#### Source text:
■ ■ ■
Lindsey gives an example of how the current President Bush had made the improvement of the nation's schools as one of his top priorities in office. An educated American workforce means a sound human infrastructure, which will help secure foreign investments. The third aspect Lindsey points out is that the U.S. must make sure it engages in free trade with other nations. If there is no free trade environment there is no incentive for foreigners to invest in the U.S. currency. Therefore reciprocity must be maintained between nations during trade. In contrast to Lindsey's defense of the strong dollar policy, Bergsten attempts to attack this policy head on before defending his own. In attacking this policy, he initially points out that a strong dollar policy was useful during times of economic progress. But now that the economy has significantly slowed down, it is no longer necessary to maintain anti-inflationary measures and to lower short-term interest rates any further. He also states that some of the benefits listed by Lindsey, such as seignorage and America's ability to use its own currency during international transactions, have gone on in the past during times of both dollar weakness and strength.

Bergsten points out that the strong dollar policy has led to America's enormous trade deficit, which led to U.S. manufacturers not competing well in the global market. This could force the U.S. To create domestic safe goods, which would involve momentarily suspending certain concessions made towards promoting free trade due to its slackening economy. One other adverse effect that the strong dollar policy would ultimately have upon the U.S. economy, according to Bergsten, is that it would inevitably cause the dollar to experience a sudden depreciation in value. This would lead to a dramatic drop in interest rates and to the plummeting of the stock market, which would spell trouble for the U.S....
■ ■ ■
#### Problem set:
1 - Can you extract the part of the strong dollar passage between "Bergsten points out" and "for the U.S....", inclusive?
2 - Could you condense the paragraph of the strong dollar passage beginning "Lindsey gives an example" into a short bulleted list that keeps its main facts?

#### Records:
■ ■ ■
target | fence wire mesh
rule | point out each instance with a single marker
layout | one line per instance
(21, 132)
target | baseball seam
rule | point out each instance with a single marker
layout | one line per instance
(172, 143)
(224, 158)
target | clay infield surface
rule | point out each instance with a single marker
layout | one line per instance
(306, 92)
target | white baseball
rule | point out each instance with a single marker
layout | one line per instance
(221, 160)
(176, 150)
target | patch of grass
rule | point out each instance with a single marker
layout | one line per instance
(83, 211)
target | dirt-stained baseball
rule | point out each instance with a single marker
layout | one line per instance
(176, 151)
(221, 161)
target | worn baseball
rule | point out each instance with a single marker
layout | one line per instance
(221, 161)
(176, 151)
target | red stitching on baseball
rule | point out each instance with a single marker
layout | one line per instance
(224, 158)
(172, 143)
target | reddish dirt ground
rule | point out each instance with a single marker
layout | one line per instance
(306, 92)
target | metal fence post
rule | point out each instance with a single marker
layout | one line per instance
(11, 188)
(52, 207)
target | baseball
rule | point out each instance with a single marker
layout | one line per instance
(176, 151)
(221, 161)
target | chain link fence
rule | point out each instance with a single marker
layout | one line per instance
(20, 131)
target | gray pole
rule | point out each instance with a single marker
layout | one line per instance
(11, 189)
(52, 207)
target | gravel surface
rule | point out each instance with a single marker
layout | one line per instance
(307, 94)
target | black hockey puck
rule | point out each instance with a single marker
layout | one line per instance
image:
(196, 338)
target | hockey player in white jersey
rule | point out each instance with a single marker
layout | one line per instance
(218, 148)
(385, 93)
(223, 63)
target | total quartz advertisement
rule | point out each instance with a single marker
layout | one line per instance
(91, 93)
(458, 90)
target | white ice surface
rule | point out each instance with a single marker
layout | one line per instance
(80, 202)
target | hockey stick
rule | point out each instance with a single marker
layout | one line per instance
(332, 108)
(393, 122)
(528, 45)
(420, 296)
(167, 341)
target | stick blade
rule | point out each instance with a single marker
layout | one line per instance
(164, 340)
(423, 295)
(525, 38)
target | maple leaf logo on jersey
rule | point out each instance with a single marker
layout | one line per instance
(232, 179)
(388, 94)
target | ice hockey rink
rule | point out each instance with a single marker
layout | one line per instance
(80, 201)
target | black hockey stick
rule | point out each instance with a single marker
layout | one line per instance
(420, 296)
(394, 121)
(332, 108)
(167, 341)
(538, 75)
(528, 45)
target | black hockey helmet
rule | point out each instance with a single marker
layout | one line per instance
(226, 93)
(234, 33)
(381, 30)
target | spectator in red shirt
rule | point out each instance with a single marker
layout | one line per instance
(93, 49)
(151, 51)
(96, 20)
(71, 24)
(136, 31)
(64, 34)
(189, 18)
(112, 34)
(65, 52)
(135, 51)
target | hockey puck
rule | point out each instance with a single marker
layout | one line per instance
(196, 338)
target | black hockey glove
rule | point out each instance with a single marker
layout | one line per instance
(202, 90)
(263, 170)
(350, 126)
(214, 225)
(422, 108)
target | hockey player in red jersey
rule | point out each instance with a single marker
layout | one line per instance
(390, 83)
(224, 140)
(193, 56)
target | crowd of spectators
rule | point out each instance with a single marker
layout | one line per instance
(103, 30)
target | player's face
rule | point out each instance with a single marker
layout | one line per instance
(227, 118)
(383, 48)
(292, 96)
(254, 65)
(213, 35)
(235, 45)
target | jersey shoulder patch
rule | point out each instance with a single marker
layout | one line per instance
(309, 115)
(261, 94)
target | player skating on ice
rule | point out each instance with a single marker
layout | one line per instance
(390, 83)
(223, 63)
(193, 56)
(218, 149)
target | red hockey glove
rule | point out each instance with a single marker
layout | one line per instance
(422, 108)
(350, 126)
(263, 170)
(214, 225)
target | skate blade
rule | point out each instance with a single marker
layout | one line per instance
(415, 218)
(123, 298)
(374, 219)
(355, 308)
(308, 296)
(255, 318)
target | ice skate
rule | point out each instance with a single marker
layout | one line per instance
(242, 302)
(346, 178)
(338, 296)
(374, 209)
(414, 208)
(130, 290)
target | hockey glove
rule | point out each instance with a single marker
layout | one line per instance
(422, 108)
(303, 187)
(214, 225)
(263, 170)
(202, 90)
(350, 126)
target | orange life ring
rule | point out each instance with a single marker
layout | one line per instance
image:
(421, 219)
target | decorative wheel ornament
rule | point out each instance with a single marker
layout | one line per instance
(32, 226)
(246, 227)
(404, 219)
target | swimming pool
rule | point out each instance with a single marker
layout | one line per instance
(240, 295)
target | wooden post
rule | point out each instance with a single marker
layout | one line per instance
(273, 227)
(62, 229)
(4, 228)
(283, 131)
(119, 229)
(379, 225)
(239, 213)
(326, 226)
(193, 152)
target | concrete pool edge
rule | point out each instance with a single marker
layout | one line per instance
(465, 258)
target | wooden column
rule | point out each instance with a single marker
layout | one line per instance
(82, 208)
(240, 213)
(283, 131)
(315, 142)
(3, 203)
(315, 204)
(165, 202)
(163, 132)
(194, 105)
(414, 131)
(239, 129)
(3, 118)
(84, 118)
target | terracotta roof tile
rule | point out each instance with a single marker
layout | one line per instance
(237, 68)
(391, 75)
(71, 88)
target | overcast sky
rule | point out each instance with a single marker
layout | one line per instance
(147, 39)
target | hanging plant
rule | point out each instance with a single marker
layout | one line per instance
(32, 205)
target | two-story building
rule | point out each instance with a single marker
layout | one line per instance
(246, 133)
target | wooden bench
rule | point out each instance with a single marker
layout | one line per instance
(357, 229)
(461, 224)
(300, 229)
■ ■ ■
#### Exercise solutions:
1 -
Bergsten points out that the strong dollar policy has led to America's enormous trade deficit, which led to U.S. manufacturers not competing well in the global market. This could force the U.S. To create domestic safe goods, which would involve momentarily suspending certain concessions made towards promoting free trade due to its slackening economy. One other adverse effect that the strong dollar policy would ultimately have upon the U.S. economy, according to Bergsten, is that it would inevitably cause the dollar to experience a sudden depreciation in value. This would lead to a dramatic drop in interest rates and to the plummeting of the stock market, which would spell trouble for the U.S....

2 -
- Lindsey cites President Bush making the improvement of the nation's schools one of his top priorities. An educated workforce is sound human infrastructure that helps secure foreign investment.
- Lindsey's third point is that the U.S. must engage in free trade. Without it, foreigners have no incentive to invest in the U.S. currency, so reciprocity must be maintained in trade.
- Bergsten, in contrast, attacks the strong dollar policy head on before defending his own.
- He says the policy was useful during times of economic progress. Now that the economy has slowed significantly, it is no longer necessary to maintain anti-inflationary measures and to lower short-term interest rates further.
- He adds that benefits Lindsey lists, such as seignorage and America's ability to use its own currency in international transactions, have occurred during times of both dollar weakness and strength.